• _EXERCISE PROMPT_: Reproduce the line that contains "Every instance of the mountainside" and every line after it through the end of the records, exactly, with nothing added.

Point annotation records:

# # #

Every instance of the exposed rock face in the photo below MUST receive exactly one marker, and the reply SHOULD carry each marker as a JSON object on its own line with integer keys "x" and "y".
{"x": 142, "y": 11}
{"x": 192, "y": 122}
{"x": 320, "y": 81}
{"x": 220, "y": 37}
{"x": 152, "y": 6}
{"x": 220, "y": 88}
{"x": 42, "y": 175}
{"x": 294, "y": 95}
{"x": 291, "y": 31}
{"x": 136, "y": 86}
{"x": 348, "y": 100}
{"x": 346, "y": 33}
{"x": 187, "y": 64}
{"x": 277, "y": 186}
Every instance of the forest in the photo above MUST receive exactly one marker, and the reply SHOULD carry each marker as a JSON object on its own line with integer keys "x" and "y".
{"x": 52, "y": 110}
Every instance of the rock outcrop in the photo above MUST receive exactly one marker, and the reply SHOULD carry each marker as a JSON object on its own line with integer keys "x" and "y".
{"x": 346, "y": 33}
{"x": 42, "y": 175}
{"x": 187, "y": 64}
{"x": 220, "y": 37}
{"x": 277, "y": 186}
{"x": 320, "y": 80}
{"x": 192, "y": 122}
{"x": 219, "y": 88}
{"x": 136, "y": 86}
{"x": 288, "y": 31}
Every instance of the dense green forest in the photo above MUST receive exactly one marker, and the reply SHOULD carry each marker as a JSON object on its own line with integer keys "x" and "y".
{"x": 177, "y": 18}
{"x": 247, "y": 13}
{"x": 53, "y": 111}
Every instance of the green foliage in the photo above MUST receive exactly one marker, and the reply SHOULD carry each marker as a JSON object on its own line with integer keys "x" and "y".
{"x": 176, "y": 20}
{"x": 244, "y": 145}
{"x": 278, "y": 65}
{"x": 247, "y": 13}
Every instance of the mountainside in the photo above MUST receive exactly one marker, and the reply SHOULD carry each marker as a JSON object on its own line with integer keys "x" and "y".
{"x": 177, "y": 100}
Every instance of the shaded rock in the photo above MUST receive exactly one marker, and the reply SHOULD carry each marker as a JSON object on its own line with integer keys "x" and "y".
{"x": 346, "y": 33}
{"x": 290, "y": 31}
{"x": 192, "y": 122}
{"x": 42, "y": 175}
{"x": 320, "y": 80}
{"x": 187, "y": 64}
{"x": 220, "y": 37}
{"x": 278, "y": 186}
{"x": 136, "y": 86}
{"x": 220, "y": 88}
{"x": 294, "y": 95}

# # #

• _RESPONSE FOR THIS EXERCISE_:
Every instance of the mountainside in the photo above MUST receive exactly one marker, and the reply SHOULD carry each marker as a JSON object on its own line with integer keys "x" and "y".
{"x": 177, "y": 100}
Every instance of the shaded rock in the photo above MUST receive exactly one marker, and the reply SHOULD carry each marker as a JSON object on its own line with integer keys "x" and "y".
{"x": 346, "y": 33}
{"x": 290, "y": 31}
{"x": 192, "y": 122}
{"x": 42, "y": 175}
{"x": 320, "y": 80}
{"x": 187, "y": 64}
{"x": 220, "y": 37}
{"x": 278, "y": 186}
{"x": 136, "y": 86}
{"x": 220, "y": 88}
{"x": 294, "y": 95}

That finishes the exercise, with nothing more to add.